### TEXTO FORNECIDO
Ouvi este disco dezenas, centenas de vezes, e ainda consigo encontrar coisas em que não reparei antes: os versos têm outro significado, os vários trechos musicais combinam de forma diferente, a sequência em que ouço as diversas faixas muda, e o sentido também. Enquanto uma boa canção pop está ligada quase sempre à repetição, ao passado - de cada vez que a ouvimos, a sensação é quase a mesma - as músicas dos Radiohead questionam - o presente, as ideias sobre o mundo, os clichés musicais que se repetem. A música existencial para principiantes. Para todos.

(vídeo aqui, ao vivo e epiléptico)

30/12/09

Álbuns 2000 #2

The Strokes - Is This It (2001)

O som desta década, tudo o que se seguiu, foi definido por este álbum, e isso seria o suficiente para estar na lista. O rock nunca mais foi o mesmo? Não vou tão longe, mas a verdade é que os Strokes, entre o revivalismo pós-punk e uma pose arty nova-iorquina, facção Velvet Underground, foram o cadinho onde foram buscar inspiração dezenas de bandas rock que se lhes seguiram. Então, o rock nunca mais terá sido igual. Bateria sincopada e minimal, baixo ritmado, guitarra ritmo ondulante e solos resgatados directamente aos anos 70 (Undertones, Wire) juntaram-se à voz de ressaca displicente de Julian Casablancas para criar uma obra que, sobretudo é uma magnífica colecção de singles (à maneira dos Smiths). Não há uma faixa deste álbum que não seja suficientemente pop - até New York City Cops, homenagem ao punk mais puro, é um hino. Podemos exigir mais aos Strokes? Mais rasgo, mais invenção? Não me parece que o rock precise sempre destes dois ingredientes. Inventar o som de uma década é mais do que suficiente. O rock de guitarras angulares e estilo negligente estudado dura o que durar, como sempre, mas a eles ninguém pode tirar isso.

### O QUE FAZER
(A) Responda a estas perguntas com base no texto fornecido:
(i) Segundo o primeiro parágrafo, a que está quase sempre ligada uma boa canção pop?
(ii) Em que ano saiu o álbum Is This It?
(iii) Que faixa de Is This It é descrita como homenagem ao punk mais puro?
(B) As afirmações seguintes estão de acordo com o texto fornecido? Responda sim ou não a cada uma e cite as palavras do texto que o justificam.
(i) O autor ouviu poucas vezes o disco de que fala no primeiro parágrafo.
(ii) O autor defende que o rock precisa sempre de rasgo e de invenção.
(iii) A voz de Julian Casablancas é descrita como uma voz de ressaca displicente.
O material que vem a seguir é independente do texto fornecido.

(Registos de marcação de pontos)
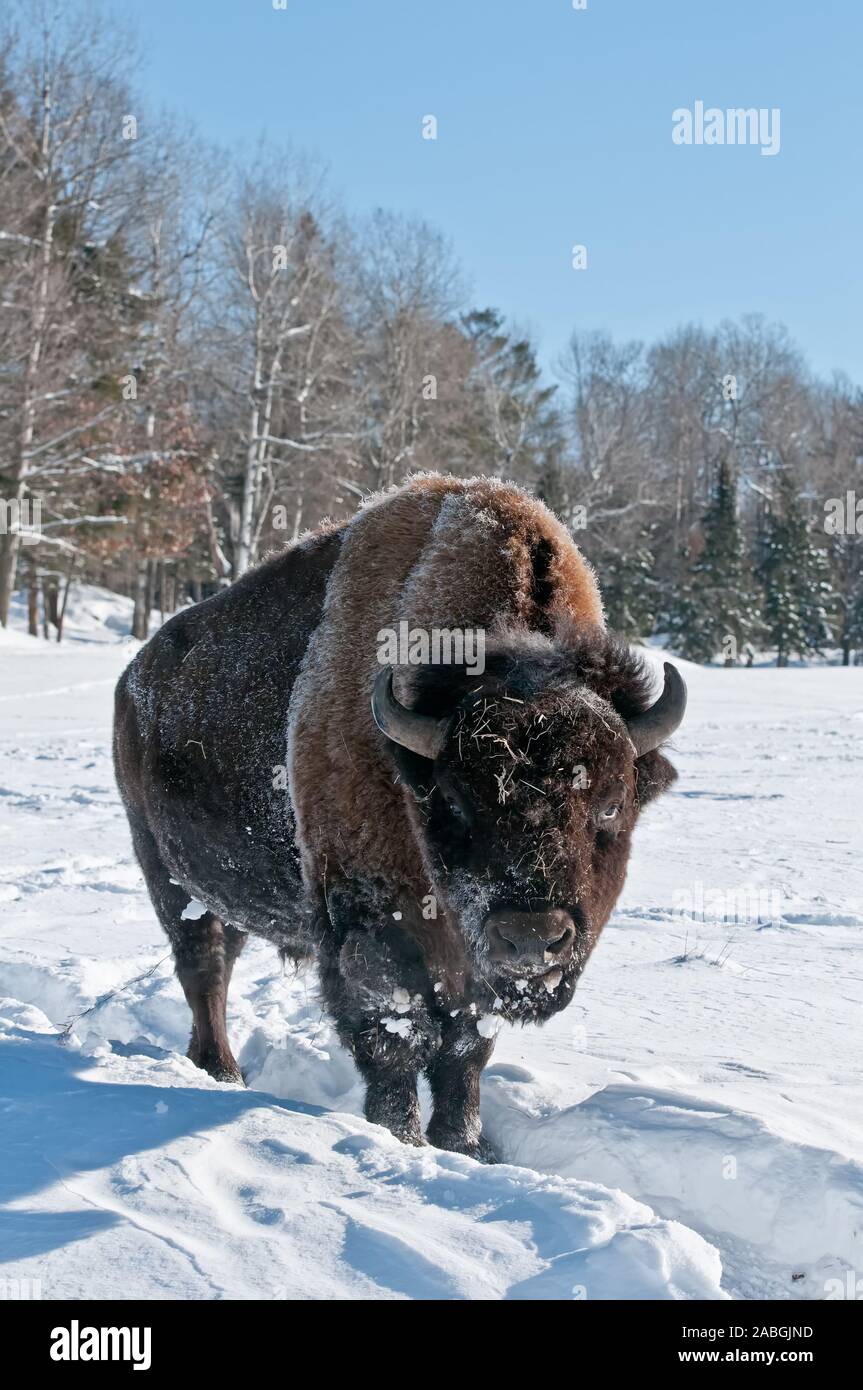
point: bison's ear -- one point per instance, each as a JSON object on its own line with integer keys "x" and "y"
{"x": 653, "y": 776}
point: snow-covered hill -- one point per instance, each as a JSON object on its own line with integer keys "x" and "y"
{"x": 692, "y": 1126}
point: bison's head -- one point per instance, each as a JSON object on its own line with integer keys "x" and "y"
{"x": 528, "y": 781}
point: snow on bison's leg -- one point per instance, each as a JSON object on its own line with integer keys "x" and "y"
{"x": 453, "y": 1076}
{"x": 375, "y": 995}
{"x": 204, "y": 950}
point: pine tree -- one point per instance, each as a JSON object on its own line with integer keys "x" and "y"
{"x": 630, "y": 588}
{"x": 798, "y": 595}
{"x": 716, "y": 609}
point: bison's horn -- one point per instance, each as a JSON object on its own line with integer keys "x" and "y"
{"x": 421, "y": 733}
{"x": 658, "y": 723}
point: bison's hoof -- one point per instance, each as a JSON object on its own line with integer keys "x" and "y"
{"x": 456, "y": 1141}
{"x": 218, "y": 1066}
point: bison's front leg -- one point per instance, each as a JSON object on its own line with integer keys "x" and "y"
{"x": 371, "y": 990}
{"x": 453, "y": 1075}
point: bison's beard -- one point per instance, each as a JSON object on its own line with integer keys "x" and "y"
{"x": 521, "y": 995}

### RESOLUÇÃO POR TAREFA
(A)
(i) À repetição, ao passado.
(ii) Em 2001.
(iii) New York City Cops.

(B)
(i) Não: "Ouvi este disco dezenas, centenas de vezes".
(ii) Não: "Não me parece que o rock precise sempre destes dois ingredientes."
(iii) Sim: "voz de ressaca displicente de Julian Casablancas".